1. In Mr McEwan's matter (File No. 2016/378193) the decision of the respondent Council is set aside and the documents are remitted back to the respondent for further consideration and redaction in accordance with these reasons
2. In Ms Webb's matter (File No.2016/378165) I
1. the decisions of the respondent Council in relation to those documents to which access has been refused, and
2. the decision to refuse to deal with certain documents
are set aside and those documents are remitted back to the respondent for further consideration and redaction in accordance with these reasons.
1. In Ms Webb's matter (File No. 2016/378165) the decisions of the agency in relation to the other documents to which partial access has been granted is affirmed.
2. The respondent is directed to write and advise the persons who objected to the release of the information in the documents about this decision, and if aggrieved of their rights to have the decision reviewed.
[11]
I hereby certify that this is a true and accurate record of the reasons for decision of the Civil and Administrative Tribunal of New South Wales.
Registrar
DISCLAIMER - Every effort has been made to comply with suppression orders or statutory provisions prohibiting publication that may apply to this judgment or decision. The onus remains on any person using material in the judgment or decision to ensure that the intended use of that material does not breach any such order or provision. Further enquiries may be directed to the Registry of the Court or Tribunal in which it was generated.

Object pointing dataset records:
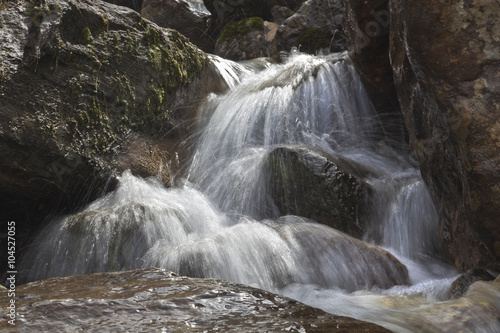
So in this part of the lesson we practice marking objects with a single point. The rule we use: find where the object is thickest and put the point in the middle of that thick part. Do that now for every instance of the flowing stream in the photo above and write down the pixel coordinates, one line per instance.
(220, 219)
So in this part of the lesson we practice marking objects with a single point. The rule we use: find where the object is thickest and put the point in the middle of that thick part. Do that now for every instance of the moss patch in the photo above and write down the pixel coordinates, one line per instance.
(236, 30)
(312, 40)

- **Problems to work on**:
(A) Transcribe the tribunal decision from "2. The respondent" down to "the decision reviewed.".
(B) Please mark each statement as yes or no according to the tribunal decision, and quote the words from it that settle each one: (i) In Mr McEwan's matter, the Council's decision is set aside. (ii) Ms Webb's matter carries File No. 2016/378193. (iii) The certification names the Supreme Court of New South Wales.
(C) Take the tribunal decision further, picking up from its final sentence.
These records have no connection to the tribunal decision.

- **Set of answers**:
(A)
2. The respondent is directed to write and advise the persons who objected to the release of the information in the documents about this decision, and if aggrieved of their rights to have the decision reviewed.

(B)
(i) Yes: "the decision of the respondent Council is set aside"
(ii) No: "In Ms Webb's matter (File No.2016/378165)"
(iii) No: "the Civil and Administrative Tribunal of New South Wales"

(C)
Decision last updated: 27 March 2019
The Tribunal obtains its jurisdiction to review the agency's decision under s100 GIPA Act (which provides that a person who is aggrieved by a reviewable decision of an agency may apply to the Tribunal for administrative review under the Administrative Decisions Review Act 1997(ADR Act)); ss9 and 63 of the ADR Act; read together with s30 of the Civil & Administrative Tribunal Act 2013 (CAT Act). The Tribunal is required to determine what is the correct and preferable decision having regard to the material then before it including any relevant factual material and any applicable written or unwritten law (s63(1) ADR Act). The Tribunal makes its own decision in place of the respondent without any presumption that the agency's decision is correct.
The role of the Tribunal is to review the merits of the refusal decision of the agency on the access request, taking account of the scope of information that falls within the access application and has been considered for access, the information which has been provided to the applicant, and any further relevant material. It is not a review of the decision of the agency on any internal review of the original access decision requested by the applicant.
The process for deciding whether to grant access to information is to identify the applicable factors in favour of granting access; then to identify the applicable public interest factors against such disclosure (which can only be from those items set out in the Table in s14 of the GIPA Act). Then it is necessary to allocate weight to each of the positive and negative factors. This is followed by a process of weighing in the balance the positive and negative elements to reach a decision as to whether access should be granted or not (where the negatives override the positives) (Flack v Commissioner of Police, New South Wales Police [2011] NSWADT 286)
In summary the GIPA Act relevantly provides that there is a presumption in favour of disclosure of government information unless there is an overriding public interest against such disclosure (s5 GIPA Act). Relevantly in this case some of the documents contain "open access information" that an agency must mandatorily and proactively release unless there is an overriding public interest against disclosure (s6 GIPA Act). A person who makes an application to access government information has a legally enforceable right to be provided with such access unless there is an overriding public interest against disclosure (s9 GIPA Act). The public interest considerations in favour of disclosure are set out in s12 GIPA Act.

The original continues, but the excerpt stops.